• Record set
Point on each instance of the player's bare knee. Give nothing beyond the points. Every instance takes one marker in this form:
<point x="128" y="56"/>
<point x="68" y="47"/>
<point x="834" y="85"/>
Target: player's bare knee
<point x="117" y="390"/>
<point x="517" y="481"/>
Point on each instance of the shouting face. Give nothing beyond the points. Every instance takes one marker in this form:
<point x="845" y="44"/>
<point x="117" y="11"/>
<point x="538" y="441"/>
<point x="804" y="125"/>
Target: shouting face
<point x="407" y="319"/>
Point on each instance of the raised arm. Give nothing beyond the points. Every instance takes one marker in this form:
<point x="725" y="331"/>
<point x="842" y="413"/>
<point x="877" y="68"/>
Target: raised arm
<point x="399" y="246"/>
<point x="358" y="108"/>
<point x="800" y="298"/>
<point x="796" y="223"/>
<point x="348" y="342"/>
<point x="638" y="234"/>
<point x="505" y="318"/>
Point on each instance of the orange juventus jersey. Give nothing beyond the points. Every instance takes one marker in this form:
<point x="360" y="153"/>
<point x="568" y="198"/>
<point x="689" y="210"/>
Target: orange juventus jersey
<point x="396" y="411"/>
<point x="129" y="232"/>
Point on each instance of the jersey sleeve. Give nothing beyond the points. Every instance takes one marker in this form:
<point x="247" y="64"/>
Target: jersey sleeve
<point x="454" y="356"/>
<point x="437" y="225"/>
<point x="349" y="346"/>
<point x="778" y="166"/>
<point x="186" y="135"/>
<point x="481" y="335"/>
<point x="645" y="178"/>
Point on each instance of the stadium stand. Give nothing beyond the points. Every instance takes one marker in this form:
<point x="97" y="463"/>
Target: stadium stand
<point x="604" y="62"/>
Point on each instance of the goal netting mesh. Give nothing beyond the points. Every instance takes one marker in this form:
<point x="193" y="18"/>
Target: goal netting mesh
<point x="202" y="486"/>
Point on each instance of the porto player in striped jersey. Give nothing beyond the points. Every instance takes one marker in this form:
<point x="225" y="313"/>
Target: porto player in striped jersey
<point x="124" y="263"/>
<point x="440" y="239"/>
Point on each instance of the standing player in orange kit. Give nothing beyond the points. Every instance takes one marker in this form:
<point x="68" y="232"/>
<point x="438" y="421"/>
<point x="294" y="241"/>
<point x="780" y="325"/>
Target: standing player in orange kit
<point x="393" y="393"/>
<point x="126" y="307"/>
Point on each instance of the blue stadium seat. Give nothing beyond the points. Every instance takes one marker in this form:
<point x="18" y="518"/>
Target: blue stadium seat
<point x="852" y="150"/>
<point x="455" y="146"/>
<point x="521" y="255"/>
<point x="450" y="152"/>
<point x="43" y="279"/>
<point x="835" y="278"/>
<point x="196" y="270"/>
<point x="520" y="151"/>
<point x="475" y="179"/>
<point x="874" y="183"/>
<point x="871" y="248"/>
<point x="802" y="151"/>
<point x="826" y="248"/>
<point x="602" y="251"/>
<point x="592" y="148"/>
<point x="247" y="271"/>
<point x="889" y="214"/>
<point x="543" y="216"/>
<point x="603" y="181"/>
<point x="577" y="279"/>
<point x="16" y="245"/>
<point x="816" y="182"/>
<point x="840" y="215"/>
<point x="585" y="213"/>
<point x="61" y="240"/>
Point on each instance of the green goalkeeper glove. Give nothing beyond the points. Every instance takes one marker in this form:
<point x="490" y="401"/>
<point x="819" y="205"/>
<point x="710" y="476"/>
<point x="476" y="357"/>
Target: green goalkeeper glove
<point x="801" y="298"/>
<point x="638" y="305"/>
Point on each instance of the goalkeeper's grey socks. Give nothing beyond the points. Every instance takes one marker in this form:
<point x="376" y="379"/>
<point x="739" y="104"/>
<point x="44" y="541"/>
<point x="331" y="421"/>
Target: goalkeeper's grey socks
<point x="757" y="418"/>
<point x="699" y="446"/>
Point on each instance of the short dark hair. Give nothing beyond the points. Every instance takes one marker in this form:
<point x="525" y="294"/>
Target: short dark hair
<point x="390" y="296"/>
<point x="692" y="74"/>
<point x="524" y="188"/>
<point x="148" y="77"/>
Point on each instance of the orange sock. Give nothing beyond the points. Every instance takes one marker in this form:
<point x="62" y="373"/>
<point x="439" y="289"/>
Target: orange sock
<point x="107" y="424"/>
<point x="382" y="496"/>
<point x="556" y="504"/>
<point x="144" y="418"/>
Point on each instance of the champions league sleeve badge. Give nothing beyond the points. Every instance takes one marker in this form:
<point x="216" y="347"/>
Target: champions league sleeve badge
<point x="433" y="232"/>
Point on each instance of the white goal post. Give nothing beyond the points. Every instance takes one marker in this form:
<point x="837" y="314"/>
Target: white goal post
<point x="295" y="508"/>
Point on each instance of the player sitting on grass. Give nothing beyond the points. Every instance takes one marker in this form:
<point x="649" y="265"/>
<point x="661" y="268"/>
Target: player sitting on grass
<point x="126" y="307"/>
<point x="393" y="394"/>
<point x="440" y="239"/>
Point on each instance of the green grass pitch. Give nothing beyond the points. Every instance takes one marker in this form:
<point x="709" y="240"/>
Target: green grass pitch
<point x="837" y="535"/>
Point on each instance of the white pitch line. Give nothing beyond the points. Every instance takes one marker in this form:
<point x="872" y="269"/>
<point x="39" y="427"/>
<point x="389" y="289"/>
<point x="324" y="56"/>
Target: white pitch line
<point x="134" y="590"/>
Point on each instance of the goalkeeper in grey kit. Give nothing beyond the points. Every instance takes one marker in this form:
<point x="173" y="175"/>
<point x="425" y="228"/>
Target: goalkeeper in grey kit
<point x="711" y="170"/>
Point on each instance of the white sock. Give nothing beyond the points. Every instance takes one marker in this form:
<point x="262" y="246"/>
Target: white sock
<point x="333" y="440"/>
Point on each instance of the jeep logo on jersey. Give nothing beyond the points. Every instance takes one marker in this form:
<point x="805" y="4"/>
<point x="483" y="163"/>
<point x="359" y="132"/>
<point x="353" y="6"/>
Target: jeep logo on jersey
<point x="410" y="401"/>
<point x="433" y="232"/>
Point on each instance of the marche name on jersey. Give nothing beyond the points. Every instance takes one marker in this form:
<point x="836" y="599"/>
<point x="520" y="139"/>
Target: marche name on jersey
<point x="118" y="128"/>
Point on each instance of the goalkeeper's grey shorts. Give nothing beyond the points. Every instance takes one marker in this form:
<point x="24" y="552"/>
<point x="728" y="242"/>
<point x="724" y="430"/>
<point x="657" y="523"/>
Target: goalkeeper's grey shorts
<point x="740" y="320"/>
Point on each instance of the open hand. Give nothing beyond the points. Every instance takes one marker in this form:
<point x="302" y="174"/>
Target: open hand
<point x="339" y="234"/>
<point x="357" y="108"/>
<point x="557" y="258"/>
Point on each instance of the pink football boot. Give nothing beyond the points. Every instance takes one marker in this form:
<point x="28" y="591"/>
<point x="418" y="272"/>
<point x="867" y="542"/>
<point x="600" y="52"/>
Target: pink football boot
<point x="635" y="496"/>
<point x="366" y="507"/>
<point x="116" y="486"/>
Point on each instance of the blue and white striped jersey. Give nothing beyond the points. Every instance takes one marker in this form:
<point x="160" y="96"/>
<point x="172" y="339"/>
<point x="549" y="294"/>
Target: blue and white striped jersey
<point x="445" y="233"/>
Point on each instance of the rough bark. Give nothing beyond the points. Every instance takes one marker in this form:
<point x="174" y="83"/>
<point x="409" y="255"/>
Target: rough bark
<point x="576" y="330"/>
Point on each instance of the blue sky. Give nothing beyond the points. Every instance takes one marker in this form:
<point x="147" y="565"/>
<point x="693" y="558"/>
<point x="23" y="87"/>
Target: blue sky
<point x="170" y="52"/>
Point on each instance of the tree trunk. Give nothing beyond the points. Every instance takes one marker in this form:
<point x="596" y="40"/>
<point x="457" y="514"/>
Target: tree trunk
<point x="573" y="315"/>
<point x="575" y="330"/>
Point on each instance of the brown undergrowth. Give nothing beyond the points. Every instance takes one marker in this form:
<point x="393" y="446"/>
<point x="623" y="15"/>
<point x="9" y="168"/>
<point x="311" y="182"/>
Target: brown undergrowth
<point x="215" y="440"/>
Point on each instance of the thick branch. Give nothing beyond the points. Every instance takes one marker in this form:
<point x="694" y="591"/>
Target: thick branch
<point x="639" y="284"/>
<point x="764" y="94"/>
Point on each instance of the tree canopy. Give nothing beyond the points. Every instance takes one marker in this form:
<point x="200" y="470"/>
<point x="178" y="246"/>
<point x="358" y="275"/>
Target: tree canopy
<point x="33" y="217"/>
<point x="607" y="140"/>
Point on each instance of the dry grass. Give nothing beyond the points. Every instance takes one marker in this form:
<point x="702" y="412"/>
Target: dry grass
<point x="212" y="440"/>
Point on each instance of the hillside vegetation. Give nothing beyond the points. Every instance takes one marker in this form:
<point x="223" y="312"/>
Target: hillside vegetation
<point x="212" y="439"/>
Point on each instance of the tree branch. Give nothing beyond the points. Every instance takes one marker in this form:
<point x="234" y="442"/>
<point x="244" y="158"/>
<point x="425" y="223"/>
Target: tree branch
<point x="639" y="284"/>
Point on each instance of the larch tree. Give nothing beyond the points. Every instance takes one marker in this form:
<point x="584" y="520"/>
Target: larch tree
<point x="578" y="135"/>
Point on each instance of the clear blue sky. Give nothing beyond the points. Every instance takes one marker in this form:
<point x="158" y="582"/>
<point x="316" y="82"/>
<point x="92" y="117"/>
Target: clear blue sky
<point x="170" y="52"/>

• What the task requires
Every line from the one containing "Point on each instance of the tree trunk." through the end of the entries above must be echoed exactly, with both ends kept.

• Problem solution
Point on each instance of the tree trunk. Give nothing beyond the points. Every instance takes one marker in this form:
<point x="596" y="40"/>
<point x="457" y="514"/>
Target: tree trunk
<point x="573" y="315"/>
<point x="575" y="330"/>
Point on each instance of the brown undergrowth. Give nothing beyond the points. Every instance takes one marker in this form:
<point x="393" y="446"/>
<point x="623" y="15"/>
<point x="9" y="168"/>
<point x="311" y="182"/>
Target: brown undergrowth
<point x="215" y="440"/>
Point on each instance of the thick branch. Give nothing beyond the points. Every instance takes one marker in this form:
<point x="694" y="591"/>
Target: thick branch
<point x="639" y="284"/>
<point x="764" y="94"/>
Point on each instance of the tree canopy. Give nothing beyond the points. Every instance takes one marker in this form:
<point x="200" y="470"/>
<point x="178" y="246"/>
<point x="358" y="275"/>
Target: tree canopy
<point x="33" y="217"/>
<point x="607" y="140"/>
Point on each instance of the dry grass. Give nothing beyond the points. Every instance takes one marker in this form:
<point x="702" y="412"/>
Target: dry grass
<point x="212" y="440"/>
Point on each instance of the hillside vegetation. Give nothing beyond the points. Every instance takes one marker in this form:
<point x="223" y="312"/>
Target: hillside vegetation
<point x="212" y="439"/>
Point on each instance of the tree branch. Give nothing beyond the points. Every instance takes one marker in this form:
<point x="234" y="442"/>
<point x="244" y="158"/>
<point x="425" y="223"/>
Target: tree branch
<point x="639" y="284"/>
Point on each instance of the larch tree. Give nothing beyond the points. Every instance takes one marker in this form:
<point x="584" y="520"/>
Target: larch tree
<point x="578" y="135"/>
Point on each instance of the clear blue sky. Give nothing beyond the points. Every instance takes one marker in this form:
<point x="158" y="582"/>
<point x="316" y="82"/>
<point x="92" y="117"/>
Target: clear blue sky
<point x="170" y="52"/>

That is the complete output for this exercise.